◆ DIRECTION ◆
Print everything in the material below from the line containing "Task: Where can the open" down to the line containing "x=386, y=268", both lines included, with every line reproduced unchanged and nothing else added.

◆ DATASET ROWS ◆
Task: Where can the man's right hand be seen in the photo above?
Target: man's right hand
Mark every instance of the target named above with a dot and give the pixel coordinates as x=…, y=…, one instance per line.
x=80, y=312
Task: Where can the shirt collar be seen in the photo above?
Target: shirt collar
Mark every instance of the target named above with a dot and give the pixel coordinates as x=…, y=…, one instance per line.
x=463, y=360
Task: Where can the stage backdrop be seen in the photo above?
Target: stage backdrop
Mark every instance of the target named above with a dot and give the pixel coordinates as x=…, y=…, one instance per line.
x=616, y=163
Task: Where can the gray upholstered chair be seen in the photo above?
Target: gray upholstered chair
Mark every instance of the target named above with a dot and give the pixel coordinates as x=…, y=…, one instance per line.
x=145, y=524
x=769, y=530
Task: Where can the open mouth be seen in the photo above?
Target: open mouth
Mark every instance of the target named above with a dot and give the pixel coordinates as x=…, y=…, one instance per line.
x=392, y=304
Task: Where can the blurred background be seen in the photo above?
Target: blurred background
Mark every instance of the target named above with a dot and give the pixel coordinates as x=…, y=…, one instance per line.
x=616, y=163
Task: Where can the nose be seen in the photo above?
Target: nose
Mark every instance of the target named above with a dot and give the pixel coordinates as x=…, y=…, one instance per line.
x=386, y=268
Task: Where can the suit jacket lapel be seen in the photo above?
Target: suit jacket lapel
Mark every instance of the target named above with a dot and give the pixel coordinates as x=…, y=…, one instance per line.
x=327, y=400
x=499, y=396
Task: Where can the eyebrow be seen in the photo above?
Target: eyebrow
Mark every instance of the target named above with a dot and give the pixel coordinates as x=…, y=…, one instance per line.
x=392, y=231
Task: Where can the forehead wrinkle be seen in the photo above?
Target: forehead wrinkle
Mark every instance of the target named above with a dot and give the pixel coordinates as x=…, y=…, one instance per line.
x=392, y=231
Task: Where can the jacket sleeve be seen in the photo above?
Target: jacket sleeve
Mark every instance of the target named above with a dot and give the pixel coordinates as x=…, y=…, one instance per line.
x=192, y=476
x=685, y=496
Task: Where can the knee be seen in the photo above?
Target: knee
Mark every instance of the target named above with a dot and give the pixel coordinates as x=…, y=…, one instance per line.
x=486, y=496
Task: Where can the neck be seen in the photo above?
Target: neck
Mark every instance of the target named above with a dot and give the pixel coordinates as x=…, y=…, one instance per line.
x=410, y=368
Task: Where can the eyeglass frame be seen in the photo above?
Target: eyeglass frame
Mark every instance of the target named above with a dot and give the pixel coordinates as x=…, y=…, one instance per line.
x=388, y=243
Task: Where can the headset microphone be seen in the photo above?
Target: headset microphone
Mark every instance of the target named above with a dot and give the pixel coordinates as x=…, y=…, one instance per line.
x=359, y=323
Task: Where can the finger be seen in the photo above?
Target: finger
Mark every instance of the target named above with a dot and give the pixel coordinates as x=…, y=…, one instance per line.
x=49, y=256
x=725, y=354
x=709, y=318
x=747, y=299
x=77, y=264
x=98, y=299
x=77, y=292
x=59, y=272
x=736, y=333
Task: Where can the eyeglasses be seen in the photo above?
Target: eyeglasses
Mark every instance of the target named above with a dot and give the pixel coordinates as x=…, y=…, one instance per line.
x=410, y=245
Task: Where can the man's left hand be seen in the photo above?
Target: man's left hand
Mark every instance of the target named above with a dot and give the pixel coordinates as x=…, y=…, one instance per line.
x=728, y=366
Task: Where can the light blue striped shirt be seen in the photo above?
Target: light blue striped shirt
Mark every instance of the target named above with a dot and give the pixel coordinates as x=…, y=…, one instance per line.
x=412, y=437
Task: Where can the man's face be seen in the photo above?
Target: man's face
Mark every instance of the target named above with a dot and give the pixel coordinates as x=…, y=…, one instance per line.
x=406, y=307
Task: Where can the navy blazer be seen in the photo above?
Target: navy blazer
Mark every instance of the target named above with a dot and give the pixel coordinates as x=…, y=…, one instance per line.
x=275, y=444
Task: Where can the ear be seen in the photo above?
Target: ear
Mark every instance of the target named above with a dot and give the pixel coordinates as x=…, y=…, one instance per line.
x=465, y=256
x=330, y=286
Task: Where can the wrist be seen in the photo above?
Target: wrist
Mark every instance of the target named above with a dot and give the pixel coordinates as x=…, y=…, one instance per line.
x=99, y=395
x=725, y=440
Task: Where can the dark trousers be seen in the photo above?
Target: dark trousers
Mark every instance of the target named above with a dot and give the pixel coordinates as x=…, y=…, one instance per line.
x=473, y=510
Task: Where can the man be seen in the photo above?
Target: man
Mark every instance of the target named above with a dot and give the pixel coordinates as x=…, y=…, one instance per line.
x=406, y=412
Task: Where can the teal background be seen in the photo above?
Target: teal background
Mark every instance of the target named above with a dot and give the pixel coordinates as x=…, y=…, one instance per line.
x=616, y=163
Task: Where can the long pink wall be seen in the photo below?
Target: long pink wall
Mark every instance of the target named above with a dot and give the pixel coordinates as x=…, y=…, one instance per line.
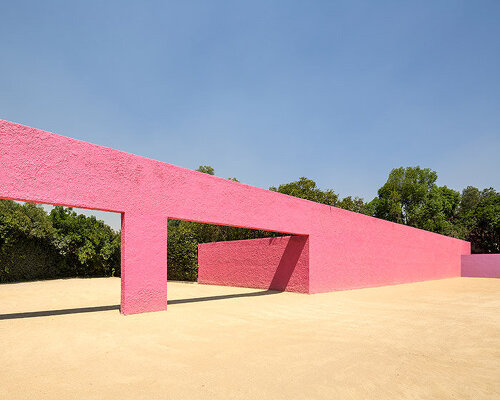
x=280, y=263
x=481, y=265
x=346, y=250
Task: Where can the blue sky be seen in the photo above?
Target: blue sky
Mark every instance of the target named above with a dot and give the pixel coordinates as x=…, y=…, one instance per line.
x=266, y=91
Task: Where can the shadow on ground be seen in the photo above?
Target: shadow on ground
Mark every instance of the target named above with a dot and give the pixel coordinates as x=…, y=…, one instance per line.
x=48, y=313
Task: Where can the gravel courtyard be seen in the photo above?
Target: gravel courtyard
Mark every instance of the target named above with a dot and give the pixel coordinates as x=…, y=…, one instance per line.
x=429, y=340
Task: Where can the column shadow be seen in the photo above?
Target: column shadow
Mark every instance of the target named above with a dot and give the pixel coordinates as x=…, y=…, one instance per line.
x=66, y=311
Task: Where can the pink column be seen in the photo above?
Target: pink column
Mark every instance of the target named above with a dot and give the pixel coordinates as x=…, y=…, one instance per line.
x=144, y=263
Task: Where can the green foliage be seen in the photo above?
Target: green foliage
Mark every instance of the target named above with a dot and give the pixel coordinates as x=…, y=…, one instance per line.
x=206, y=169
x=307, y=189
x=404, y=194
x=479, y=216
x=26, y=243
x=35, y=245
x=182, y=253
x=355, y=204
x=89, y=246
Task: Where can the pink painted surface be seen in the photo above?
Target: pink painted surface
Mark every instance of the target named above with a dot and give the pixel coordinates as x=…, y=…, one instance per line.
x=346, y=250
x=481, y=265
x=280, y=263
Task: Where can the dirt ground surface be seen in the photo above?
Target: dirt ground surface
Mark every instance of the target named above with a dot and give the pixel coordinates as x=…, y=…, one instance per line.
x=429, y=340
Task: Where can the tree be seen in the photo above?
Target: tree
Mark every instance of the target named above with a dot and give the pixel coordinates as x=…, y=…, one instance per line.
x=404, y=194
x=206, y=169
x=27, y=250
x=356, y=204
x=479, y=216
x=307, y=189
x=89, y=246
x=438, y=212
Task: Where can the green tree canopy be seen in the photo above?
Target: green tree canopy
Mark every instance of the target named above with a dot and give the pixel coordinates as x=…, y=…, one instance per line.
x=306, y=188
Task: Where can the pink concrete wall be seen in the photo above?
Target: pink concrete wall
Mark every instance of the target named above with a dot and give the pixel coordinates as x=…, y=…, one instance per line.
x=280, y=263
x=346, y=250
x=481, y=265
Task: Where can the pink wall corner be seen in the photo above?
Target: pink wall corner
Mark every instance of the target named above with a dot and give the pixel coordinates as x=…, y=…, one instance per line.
x=280, y=263
x=144, y=263
x=481, y=265
x=346, y=250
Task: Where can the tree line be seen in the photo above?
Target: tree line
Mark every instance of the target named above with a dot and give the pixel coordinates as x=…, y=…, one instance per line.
x=35, y=244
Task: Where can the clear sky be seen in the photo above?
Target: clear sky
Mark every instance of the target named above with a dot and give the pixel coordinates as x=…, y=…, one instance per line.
x=266, y=91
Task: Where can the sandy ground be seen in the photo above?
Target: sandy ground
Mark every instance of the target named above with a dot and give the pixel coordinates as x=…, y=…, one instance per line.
x=430, y=340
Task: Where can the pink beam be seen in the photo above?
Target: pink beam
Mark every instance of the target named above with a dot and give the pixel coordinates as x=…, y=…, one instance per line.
x=346, y=250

◆ FINISHED TASK ◆
Task: Where can the open mouth be seen in the photo above?
Target: open mouth
Mark every instance of the target named above with a dot and give the pixel coordinates as x=…, y=…, one instance per line.
x=392, y=304
Task: Where can the blurred background be seen in the photo above?
Target: blurred background
Mark every instance of the target named above with a dot and give the pixel coordinates as x=…, y=…, one instance per line.
x=616, y=163
Task: Where can the nose be seen in the photo above?
Target: nose
Mark every instance of the target named above with a dot and give the pixel coordinates as x=…, y=…, one instance per line.
x=386, y=268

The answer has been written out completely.